» **Tasks to complete**
A. Copy the passage of the international payroll guide from "Classify your employees" up to and including "burden for you?".
B. Repeat, word for word, the lines of the records from the line with "task | place one marker on every instance of the forest" up to and including the line with "[(19, 120), (304, 69)]".

» **Document text**

=====

Remote & Async Work — 15 min
Remote work has created incredible opportunities for companies to hire people all over the world. By hiring international employees using an employer of record (or by opening your own international entities), you can enrich your organizational culture, build a more creative and innovative company, and offer better service and solutions to your customers.
Each new international hire comes with a new set of local labor laws, though, which can affect the payment process and lead to compliance issues. Choosing the right method of handling payroll for international employees saves you time, ensures your compliance with local laws, and keeps your employees happy.
Here is the quick and easy guide on how to pay international employees.
Decide whether to open an entity, use an employer of record, or hire contractors. You could register a local legal entity in the country where the employee lives and works, then hire employees directly. You might also partner with an employer of record to hire employees on your behalf. As a third option, you could hire workers as independent contractors. Each option has its own advantages and drawbacks. If you choose to go with an employer of record, you need to know how to evaluate potential employer of record (EOR) partners.
Classify your employees correctly. Are your workers full-time employees, contractors, or something else? In the UK, for example, a separate category exists between employees and self-employed contractors. Knowing the difference is essential to good international hiring.
Determine what kind of tools and expertise you need. What kind of international payroll software will you use? Do you need to hire new people to manage our increased HR load, or can an employer of record ease that burden for you?
Stay compliant with local laws. Hiring internationally means complying with a host of new labor laws. You will need a team of legal experts to help you navigate all the rules.
Set your budget. Opening an entity takes a long time and can be extremely expensive, depending on the country. Working with an EOR is usually the best option to hire full-time employees quickly and compliantly, but you may want to open an entity eventually if your team in another country is large enough (25+ people). Paying people as contractors is the cheapest option, but incorrectly classifying employees as contractors could land your company in serious trouble.
That’s the short version. In the rest of this guide, we help you understand all your global employment challenges and provide simple, helpful solutions so you can grow your team abroad with confidence.
If you’re interested in learning more about the ins and outs of international payroll, here are a few resources we recommend:
Global Payroll Management Guide — Everything to know about managing global payroll efficiently.
When should you use an employer of record? — Learn how EORs operate and how to compare multiple options.
What does an employer of record do? — Discover the basics of which services EORs provide
Owned-entity versus partner-dependent global employment — Some EORs own their own local entities, like Remote, while others outsource their services to third parties, creating compliance risks and increasing costs.
How to pay international contractors: Expert guide — The definitive guide to paying contractors in other countries.
Let’s take a look at how you can pay international employees, starting with setting up your own local legal entity.
Setting up a local legal entity may be the best option if you plan to hire at least 25 employees within the country and are willing to spend the money and time to own the infrastructure yourself.

=====

» **Supplied records**
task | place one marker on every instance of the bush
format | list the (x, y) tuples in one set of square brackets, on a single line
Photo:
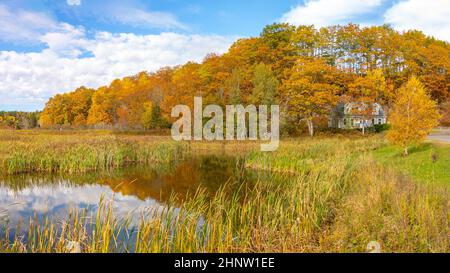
[(381, 127)]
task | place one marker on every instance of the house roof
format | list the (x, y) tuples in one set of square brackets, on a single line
[(340, 110)]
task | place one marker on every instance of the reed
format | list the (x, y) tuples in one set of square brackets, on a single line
[(80, 152)]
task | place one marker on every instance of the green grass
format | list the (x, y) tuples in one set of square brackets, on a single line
[(419, 164)]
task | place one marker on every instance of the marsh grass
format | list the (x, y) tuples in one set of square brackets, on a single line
[(81, 152), (332, 197)]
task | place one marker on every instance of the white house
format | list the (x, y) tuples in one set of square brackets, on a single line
[(347, 116)]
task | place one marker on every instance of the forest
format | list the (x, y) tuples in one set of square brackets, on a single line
[(304, 69)]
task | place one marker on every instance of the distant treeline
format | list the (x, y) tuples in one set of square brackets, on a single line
[(19, 120), (304, 69)]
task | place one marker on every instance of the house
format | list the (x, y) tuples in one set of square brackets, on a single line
[(350, 116)]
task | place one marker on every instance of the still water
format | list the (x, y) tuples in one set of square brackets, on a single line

=====

» **Solutions**
A.
Classify your employees correctly. Are your workers full-time employees, contractors, or something else? In the UK, for example, a separate category exists between employees and self-employed contractors. Knowing the difference is essential to good international hiring.
Determine what kind of tools and expertise you need. What kind of international payroll software will you use? Do you need to hire new people to manage our increased HR load, or can an employer of record ease that burden for you?

B.
task | place one marker on every instance of the forest
format | list the (x, y) tuples in one set of square brackets, on a single line
[(304, 69)]
task | place one marker on every instance of the distant treeline
format | list the (x, y) tuples in one set of square brackets, on a single line
[(19, 120), (304, 69)]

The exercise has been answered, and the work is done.